*WORK REQUIRED*.
Using the data below, copy each line that includes the word "wall".

*** Block opens ***

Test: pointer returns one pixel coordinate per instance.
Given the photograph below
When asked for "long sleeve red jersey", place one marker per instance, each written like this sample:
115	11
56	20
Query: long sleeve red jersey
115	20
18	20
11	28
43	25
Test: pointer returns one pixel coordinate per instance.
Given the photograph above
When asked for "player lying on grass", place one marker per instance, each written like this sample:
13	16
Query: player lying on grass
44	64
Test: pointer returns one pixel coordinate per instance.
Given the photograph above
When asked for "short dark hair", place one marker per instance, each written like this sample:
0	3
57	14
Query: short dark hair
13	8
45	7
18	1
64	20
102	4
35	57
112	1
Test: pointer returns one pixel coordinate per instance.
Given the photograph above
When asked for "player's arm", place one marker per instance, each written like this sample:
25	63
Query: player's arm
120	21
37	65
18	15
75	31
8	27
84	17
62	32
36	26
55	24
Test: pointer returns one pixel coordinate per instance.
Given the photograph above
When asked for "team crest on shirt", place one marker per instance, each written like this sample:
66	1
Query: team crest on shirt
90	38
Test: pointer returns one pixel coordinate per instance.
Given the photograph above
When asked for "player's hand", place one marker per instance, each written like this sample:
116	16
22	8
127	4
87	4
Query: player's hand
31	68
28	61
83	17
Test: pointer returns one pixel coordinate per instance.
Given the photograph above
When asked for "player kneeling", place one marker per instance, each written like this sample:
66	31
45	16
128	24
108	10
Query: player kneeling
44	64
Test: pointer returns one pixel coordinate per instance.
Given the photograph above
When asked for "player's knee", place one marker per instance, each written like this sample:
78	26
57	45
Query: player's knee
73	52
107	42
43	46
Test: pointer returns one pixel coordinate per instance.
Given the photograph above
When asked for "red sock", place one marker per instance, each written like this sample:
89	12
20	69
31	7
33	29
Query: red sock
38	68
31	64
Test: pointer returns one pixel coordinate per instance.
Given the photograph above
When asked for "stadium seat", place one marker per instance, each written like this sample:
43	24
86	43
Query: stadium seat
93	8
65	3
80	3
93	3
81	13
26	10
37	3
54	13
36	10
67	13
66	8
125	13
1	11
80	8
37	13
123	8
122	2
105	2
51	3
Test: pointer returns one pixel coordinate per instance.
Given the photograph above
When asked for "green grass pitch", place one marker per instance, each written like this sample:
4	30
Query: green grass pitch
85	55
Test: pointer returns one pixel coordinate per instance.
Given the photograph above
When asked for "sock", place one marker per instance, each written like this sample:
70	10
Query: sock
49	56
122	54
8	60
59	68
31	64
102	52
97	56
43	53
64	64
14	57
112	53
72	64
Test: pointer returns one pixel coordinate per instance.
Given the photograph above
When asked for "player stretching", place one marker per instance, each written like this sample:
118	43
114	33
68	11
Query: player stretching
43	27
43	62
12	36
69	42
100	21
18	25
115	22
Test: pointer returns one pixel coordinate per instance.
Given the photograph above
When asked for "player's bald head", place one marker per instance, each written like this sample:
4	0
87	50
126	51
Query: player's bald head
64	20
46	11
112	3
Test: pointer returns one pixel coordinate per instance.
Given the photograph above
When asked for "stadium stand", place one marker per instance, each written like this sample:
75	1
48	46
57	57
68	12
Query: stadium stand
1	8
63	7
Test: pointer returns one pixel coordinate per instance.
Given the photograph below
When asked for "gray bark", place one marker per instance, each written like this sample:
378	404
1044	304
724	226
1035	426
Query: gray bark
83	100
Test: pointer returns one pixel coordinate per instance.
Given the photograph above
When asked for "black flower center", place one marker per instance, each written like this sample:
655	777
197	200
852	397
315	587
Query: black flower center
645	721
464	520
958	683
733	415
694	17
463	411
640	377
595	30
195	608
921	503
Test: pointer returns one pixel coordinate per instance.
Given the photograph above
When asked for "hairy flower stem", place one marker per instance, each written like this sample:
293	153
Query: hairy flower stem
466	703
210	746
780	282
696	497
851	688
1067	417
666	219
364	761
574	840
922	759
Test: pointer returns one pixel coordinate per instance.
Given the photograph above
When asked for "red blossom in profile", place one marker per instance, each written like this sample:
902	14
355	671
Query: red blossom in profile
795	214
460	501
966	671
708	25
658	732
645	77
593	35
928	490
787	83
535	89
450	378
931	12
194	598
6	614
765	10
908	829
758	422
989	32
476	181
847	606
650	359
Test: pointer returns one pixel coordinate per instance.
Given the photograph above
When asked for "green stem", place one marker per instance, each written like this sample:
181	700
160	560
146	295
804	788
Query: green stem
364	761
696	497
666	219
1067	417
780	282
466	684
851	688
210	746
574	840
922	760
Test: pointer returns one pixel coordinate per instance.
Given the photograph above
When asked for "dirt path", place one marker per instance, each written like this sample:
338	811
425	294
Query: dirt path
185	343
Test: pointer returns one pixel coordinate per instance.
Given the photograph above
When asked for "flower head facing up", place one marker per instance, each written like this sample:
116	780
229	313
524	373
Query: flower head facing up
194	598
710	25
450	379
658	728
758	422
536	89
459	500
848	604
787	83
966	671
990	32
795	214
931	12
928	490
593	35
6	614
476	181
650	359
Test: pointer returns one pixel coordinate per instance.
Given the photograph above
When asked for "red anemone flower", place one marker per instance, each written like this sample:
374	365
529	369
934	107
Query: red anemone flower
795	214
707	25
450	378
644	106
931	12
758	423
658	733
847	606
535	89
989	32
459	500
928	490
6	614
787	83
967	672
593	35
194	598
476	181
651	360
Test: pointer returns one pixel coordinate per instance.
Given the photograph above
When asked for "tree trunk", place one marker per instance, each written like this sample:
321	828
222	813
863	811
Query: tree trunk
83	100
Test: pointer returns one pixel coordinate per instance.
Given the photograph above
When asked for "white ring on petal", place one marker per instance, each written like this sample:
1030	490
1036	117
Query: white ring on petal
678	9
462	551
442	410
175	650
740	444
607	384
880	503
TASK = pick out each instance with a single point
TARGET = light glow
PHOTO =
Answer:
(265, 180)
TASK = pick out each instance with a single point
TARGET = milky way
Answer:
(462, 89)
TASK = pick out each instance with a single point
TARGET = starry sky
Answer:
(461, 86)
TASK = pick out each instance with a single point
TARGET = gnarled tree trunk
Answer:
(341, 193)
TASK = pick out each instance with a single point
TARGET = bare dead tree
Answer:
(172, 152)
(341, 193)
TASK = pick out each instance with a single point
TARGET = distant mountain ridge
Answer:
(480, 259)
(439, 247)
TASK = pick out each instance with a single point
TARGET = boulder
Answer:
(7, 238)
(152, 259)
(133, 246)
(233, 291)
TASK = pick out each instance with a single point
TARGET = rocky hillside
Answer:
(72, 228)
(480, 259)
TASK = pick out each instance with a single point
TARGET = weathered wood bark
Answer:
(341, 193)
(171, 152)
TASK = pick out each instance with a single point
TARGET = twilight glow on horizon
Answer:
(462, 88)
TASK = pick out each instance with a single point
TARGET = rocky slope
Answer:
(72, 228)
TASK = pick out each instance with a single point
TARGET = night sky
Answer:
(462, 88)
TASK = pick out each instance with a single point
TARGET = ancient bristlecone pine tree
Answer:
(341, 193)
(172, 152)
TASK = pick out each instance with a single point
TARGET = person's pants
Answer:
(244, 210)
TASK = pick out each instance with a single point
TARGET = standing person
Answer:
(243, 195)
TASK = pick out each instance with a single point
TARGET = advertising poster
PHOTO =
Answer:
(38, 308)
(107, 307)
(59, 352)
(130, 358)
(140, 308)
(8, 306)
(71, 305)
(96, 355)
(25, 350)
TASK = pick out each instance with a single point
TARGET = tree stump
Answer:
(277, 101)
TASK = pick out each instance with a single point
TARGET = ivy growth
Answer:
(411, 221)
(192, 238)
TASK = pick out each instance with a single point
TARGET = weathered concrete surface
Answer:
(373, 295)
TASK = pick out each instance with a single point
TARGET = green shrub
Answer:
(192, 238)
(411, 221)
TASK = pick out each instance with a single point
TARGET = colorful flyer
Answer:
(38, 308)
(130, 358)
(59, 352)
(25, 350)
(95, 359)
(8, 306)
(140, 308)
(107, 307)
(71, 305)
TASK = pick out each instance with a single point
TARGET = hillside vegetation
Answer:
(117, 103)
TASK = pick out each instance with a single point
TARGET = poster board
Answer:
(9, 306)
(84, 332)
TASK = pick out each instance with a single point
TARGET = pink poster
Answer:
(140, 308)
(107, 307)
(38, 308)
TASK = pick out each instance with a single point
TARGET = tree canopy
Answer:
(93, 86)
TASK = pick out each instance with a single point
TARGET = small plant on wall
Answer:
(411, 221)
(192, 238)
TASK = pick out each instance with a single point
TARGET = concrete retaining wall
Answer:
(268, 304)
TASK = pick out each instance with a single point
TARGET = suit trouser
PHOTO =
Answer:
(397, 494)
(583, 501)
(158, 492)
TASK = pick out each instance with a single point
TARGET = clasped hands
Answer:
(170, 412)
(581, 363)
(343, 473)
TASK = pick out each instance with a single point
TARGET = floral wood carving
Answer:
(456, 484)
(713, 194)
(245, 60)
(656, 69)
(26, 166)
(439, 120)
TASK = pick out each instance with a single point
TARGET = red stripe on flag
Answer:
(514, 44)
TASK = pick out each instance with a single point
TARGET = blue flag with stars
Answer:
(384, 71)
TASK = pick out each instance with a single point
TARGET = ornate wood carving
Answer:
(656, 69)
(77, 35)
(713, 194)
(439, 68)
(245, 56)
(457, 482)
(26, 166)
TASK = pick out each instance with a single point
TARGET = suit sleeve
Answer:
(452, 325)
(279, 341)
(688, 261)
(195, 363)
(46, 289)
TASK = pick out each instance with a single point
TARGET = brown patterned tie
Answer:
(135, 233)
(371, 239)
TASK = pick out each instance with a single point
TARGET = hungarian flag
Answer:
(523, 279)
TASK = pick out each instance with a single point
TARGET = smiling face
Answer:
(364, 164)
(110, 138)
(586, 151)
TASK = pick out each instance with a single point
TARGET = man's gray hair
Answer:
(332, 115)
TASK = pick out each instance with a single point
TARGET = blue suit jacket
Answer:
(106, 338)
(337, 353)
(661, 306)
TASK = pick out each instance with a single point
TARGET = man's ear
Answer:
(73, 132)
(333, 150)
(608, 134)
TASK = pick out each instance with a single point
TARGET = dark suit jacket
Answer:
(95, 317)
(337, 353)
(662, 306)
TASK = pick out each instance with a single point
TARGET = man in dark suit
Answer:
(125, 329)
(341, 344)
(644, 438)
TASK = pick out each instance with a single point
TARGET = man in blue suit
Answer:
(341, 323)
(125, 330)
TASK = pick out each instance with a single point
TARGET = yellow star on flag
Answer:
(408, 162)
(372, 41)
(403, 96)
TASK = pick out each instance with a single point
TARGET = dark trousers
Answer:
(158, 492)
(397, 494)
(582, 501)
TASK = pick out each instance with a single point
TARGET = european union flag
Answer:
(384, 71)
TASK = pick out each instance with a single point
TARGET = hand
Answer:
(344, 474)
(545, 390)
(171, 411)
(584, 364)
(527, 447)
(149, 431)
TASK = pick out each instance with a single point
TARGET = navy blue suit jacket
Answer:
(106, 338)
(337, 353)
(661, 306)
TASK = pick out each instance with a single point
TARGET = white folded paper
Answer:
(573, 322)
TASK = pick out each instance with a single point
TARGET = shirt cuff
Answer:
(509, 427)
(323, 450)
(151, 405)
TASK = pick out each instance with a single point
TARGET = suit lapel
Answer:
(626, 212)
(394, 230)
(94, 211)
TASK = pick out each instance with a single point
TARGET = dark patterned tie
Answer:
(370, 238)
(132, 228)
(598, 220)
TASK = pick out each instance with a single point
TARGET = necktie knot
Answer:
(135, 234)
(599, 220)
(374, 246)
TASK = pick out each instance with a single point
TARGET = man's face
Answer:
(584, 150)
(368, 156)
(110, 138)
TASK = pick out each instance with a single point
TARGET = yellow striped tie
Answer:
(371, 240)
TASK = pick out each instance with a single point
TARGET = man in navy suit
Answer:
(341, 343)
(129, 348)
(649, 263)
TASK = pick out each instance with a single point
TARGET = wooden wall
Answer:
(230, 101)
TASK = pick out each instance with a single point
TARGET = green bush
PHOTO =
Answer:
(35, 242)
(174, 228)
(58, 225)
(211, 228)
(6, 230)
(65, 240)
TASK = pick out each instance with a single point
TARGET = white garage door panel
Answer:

*** Block closes ***

*WRITTEN SOLUTION*.
TARGET = small plant on wall
TARGET = concrete retaining wall
TARGET = wooden wall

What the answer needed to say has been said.